§ **GIVEN TEXT**:

Note: Beyond 64 bits, the performance characteristics will be uneven.

Generalizing for all bases multiple of 10

You can also generalize the code above to other bases that are a multiple of 10 by adding a precheck of the base-10 exponent found in the bit pattern:

func isPower(ofMultipleOf10 base: Int) -> Bool {
	precondition(base.isMultiple(of: 10))
	let exponentOf10 = trailingZeroBitCount // exponent for base 10
	let exponentOfBase = base.trailingZeroBitCount
	if !exponentOf10.isMultiple(of: exponentOfBase) { return false }
	return self.isPowerOf10
}

jrose · May 9, 2019, 6:06pm

To generalize this further (for math fun), you're observing that 10^x = 2^x * 5^x, and that 5^x % 4 is always 1. So for any isPower(of:) argument, you should be able to do something like this:

func isPower(of base: Int) -> Bool {
  // some limitation on negative numbers I haven't thought through
  let trailingZeroMultiplier = base.trailingZeroBitCount
  guard trailingZeroMultiplier != 0 else {
    return self.isPowerSlow(of: base)
  }
  let exponent = self.trailingZeroBitCount / trailingZeroMultiplier
  return (self >> self.trailingZeroBitCount).isParticularPower(of: base, exponent: exponent)

§ **DATA EXTRACT**:

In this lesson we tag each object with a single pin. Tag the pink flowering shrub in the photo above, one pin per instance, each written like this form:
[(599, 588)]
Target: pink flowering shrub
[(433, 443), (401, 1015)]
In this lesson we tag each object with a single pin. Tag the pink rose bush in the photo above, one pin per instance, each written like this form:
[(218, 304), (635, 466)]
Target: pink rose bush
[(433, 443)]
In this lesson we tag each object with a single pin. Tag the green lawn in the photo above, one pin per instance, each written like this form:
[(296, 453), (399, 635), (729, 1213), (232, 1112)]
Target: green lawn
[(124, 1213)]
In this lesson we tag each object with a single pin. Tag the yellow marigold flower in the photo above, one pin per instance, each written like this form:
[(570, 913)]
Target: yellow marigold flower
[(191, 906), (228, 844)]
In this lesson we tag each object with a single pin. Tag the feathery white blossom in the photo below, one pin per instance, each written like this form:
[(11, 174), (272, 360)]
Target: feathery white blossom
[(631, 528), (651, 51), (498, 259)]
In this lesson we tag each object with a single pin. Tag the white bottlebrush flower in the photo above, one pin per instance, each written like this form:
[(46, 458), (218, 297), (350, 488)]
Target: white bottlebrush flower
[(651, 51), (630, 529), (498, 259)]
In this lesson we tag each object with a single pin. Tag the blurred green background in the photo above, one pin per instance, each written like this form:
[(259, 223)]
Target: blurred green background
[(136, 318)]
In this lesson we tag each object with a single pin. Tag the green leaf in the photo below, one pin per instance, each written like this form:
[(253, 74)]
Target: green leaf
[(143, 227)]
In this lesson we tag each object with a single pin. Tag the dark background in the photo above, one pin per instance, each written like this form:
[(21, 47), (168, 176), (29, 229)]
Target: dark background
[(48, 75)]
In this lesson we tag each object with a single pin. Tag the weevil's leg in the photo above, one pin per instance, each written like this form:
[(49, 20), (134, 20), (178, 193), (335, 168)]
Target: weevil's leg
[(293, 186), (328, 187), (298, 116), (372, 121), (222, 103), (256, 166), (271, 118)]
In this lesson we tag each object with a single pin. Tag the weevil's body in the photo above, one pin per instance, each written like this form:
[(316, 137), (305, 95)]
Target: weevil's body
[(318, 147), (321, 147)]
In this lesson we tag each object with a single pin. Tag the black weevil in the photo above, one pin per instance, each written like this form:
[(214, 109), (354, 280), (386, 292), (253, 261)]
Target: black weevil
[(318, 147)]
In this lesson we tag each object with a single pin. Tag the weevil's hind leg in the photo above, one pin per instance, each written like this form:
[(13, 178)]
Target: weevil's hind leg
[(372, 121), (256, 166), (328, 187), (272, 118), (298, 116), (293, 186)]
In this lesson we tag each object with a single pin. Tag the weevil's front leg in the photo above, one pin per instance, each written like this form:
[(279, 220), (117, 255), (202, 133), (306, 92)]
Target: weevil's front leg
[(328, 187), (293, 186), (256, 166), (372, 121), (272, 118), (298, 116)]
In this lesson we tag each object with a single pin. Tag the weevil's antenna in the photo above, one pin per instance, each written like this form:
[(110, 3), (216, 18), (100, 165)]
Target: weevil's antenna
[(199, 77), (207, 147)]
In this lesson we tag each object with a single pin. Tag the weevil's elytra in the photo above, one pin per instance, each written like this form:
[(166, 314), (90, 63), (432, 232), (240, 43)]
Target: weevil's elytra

§ **GIVEN REQUEST**: Carry on the Swift forum thread about testing whether an integer is a power of a given base, starting right after its final line.

§ **WRITTEN ANSWER**:
}

dingobye · May 10, 2019, 1:15am

Interesting pyramid pattern!

For the switch statement, we test trailingZeroBitCount in the first place, and then check if self equals a particular 10^n (up to 64-bit). Can we get rid of trailingZeroBitCount to make it straight forward? It could be something like:

var isPowerOf10: Bool {
     if self == 1 as UInt8 ||
        self == 10 as UInt8 ||
        self == 100 as UInt8 ||
        ...
        self == 10000000000000000000 as UInt64 { return true }

	// if this is 64-bit or less we can't have a higher power of 10
	if self.bitWidth <= 64 { return false }
	// fail early it not matching the easy-to-check bit pattern
	if !self.perhapsIsPowerOf10 { return false }
	// now time for the slow path
	return self._isPower(of: 10)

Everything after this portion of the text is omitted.